STATED TASK.
Print every line of the data below without changing a single character.

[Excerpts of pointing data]
- - - -

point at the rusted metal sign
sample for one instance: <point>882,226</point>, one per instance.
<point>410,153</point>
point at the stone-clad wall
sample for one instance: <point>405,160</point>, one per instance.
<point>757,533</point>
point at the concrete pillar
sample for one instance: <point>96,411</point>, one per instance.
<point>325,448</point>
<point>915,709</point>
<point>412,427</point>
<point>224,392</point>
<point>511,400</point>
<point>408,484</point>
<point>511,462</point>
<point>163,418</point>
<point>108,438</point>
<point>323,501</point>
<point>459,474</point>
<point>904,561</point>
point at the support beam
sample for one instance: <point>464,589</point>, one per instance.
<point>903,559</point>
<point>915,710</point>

- - - -

EXERCISE OUTPUT.
point at the rusted metal sign
sample for one instance: <point>882,226</point>, one per instance.
<point>410,153</point>
point at the stone-clad wall
sample for one instance: <point>405,160</point>, one per instance.
<point>757,533</point>
point at the concrete pillar
sample for one instance: <point>96,411</point>, one per instance.
<point>325,448</point>
<point>915,709</point>
<point>412,427</point>
<point>224,392</point>
<point>511,400</point>
<point>408,484</point>
<point>511,462</point>
<point>163,418</point>
<point>108,438</point>
<point>323,501</point>
<point>459,474</point>
<point>904,561</point>
point at the support beam
sample for one instance: <point>464,589</point>, one per instance.
<point>903,559</point>
<point>915,710</point>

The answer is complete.